Assignment
Output the entries as they appear, skipping images.

• • •

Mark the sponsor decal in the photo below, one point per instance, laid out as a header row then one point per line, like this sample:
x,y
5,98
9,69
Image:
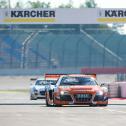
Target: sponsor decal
x,y
30,16
111,15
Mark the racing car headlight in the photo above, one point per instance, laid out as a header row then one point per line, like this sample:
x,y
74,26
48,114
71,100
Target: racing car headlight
x,y
99,93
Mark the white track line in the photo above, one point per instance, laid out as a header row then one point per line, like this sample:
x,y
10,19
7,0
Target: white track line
x,y
113,110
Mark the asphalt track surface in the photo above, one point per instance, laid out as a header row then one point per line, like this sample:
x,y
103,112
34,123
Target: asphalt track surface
x,y
17,110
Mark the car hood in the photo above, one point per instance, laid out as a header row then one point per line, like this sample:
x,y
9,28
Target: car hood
x,y
80,89
39,87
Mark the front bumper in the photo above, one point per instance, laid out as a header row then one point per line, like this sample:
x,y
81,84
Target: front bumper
x,y
80,99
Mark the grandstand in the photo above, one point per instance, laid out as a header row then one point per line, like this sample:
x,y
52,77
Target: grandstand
x,y
60,46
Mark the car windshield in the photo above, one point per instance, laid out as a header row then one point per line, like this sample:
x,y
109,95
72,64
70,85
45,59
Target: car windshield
x,y
45,82
41,82
78,81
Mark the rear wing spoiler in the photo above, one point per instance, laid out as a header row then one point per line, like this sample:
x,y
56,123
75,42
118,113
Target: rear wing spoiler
x,y
91,75
33,79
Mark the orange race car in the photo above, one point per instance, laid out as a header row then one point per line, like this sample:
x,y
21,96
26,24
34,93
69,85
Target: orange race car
x,y
77,89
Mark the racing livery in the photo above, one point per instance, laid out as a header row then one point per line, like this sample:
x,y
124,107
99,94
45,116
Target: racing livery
x,y
77,90
37,90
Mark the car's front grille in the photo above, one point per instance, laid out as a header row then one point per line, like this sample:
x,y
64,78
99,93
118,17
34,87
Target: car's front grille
x,y
83,97
65,98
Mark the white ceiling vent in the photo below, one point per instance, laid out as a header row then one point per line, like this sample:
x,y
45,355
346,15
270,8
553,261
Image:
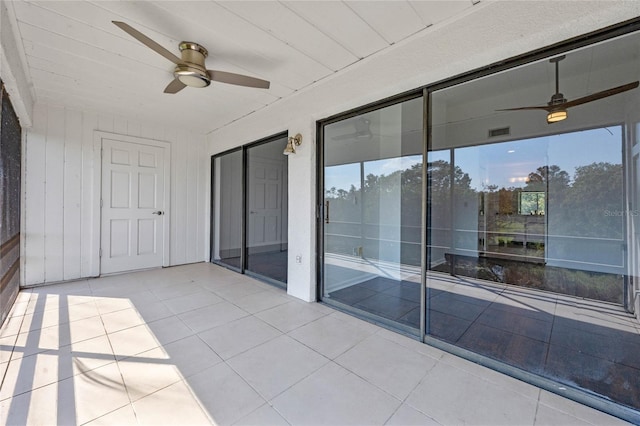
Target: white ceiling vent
x,y
502,131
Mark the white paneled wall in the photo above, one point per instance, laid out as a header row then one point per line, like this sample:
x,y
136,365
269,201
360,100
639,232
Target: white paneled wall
x,y
62,167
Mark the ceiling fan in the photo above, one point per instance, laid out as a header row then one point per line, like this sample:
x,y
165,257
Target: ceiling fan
x,y
190,69
557,107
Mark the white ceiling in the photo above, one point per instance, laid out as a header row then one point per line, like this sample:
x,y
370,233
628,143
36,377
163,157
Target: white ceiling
x,y
74,56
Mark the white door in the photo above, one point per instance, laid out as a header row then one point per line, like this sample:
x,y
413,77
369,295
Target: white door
x,y
133,206
265,206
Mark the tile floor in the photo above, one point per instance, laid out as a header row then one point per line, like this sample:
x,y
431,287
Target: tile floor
x,y
198,344
564,338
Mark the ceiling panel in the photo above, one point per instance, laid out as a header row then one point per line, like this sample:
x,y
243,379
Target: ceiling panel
x,y
340,22
76,57
289,27
435,11
393,20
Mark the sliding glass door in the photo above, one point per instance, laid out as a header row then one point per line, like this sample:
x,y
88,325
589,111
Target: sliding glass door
x,y
372,214
514,239
266,214
249,210
226,215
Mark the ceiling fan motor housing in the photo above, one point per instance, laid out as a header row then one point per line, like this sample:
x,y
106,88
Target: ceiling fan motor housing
x,y
192,71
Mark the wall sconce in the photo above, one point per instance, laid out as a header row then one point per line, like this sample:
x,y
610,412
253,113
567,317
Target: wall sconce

• • •

Written reply
Mark the sponsor decal in the photo below, one point per instance, laid out as a header row then one point per line, like this sample:
x,y
5,98
9,69
Image:
Target: sponsor decal
x,y
30,16
111,15
Mark the racing car headlight in the photo above, one point per instance, laid out as a header row then one point per line, like this sample:
x,y
74,26
48,114
71,100
Target: racing car headlight
x,y
99,93
Mark the white track line in the photo above, one point per instance, laid out as a header row then one point per line, like this sample:
x,y
10,19
7,0
Target: white track line
x,y
113,110
Mark the asphalt track surface in the photo above, one point per instance, laid out as a header row then one point per line, like this sample:
x,y
103,112
34,123
Target: asphalt track surface
x,y
17,110
Mark the car hood in the photo above, one point per instance, laid out as a header row then one point per line, like this sample:
x,y
9,28
Target: car hood
x,y
80,89
39,87
Mark the front bumper in the photo above, one point per instance, laid out as a header row then one point per line, like this sample:
x,y
81,84
Target: front bumper
x,y
80,99
Mark the grandstand in the photo above, one point per instance, laid out as a header row then one point per line, like this sample:
x,y
52,77
Target: grandstand
x,y
60,46
Mark the car windshield in the photo above, one point per instance, laid out as a header row then one point per line, like this sample:
x,y
109,95
72,64
70,85
45,59
Target: car windshield
x,y
45,82
41,82
78,81
Mark the rear wing spoiler in the photo above, one point per instance, laid out as a header row then one point per line, like this sample:
x,y
56,123
75,42
118,113
Target: rear wing spoiler
x,y
91,75
33,79
Mark the orange race car in the photo above, one point per instance, laid out as a header row then one point per line, like this sample:
x,y
21,96
26,24
34,93
69,85
Target: orange race car
x,y
77,89
Mark the racing livery in the photo above, one point per instance, laid out as a header row then one point per line, like this sample:
x,y
124,107
99,94
45,116
Target: racing livery
x,y
77,90
37,90
Mark the car's front grille in the photo above, one point per instance, laid out as a header row then one point per line, like this sample:
x,y
64,78
99,93
118,17
34,87
Target: car's front grille
x,y
83,97
65,98
Mark the white ceiling vent in the photo below, one point per instance, laid out as a header row then one point per line, like this sample:
x,y
45,355
346,15
270,8
553,261
Image:
Target: white ceiling vent
x,y
502,131
Mark the white paneled wall in the photo above, one point per instance, laid out as a header row then one point per line, like this sample:
x,y
136,365
269,201
360,100
639,232
Target: white paneled wall
x,y
62,167
Mark the ceiling fan in the photo above, one point per instance, laid out as a header row then one point per line, like this sample:
x,y
165,257
Target: ceiling fan
x,y
190,69
557,107
Mark the white ceiling in the photo above, one point per instance, laid out as a header row then one point per line, like this sample:
x,y
370,233
628,143
36,377
163,157
Target: white ceiling
x,y
74,56
Mark the white door in the photo above, one point per instance, laid out as a header row then one point per line, like this sample:
x,y
413,77
369,295
Target: white door
x,y
133,206
265,206
Mark the tile floor in the photo above, one point per instance, laid out as a header row then one point per line, like this sample:
x,y
431,287
Target: tile floor
x,y
198,344
564,338
Mark the ceiling panel in the photo above, one point per instance, laid out as a header row then one point per line, like this sample:
x,y
243,379
Target: ceiling panel
x,y
340,22
76,57
289,27
435,11
393,20
Mark the sliding glass door in the photo above, one point per instance, laid out as a header row then one point per line, like this sample:
x,y
88,325
589,111
Target: sliding glass door
x,y
372,214
514,239
266,214
249,210
226,215
Mark the ceiling fan motor housing in the photo above, one point per instance, laid out as a header row then one point per line, like this sample:
x,y
106,88
Target: ceiling fan motor housing
x,y
192,71
Mark the wall sconce in the photo above, one point per instance, laid out as a header row then one point per line, like this sample:
x,y
610,412
253,113
567,317
Target: wall sconce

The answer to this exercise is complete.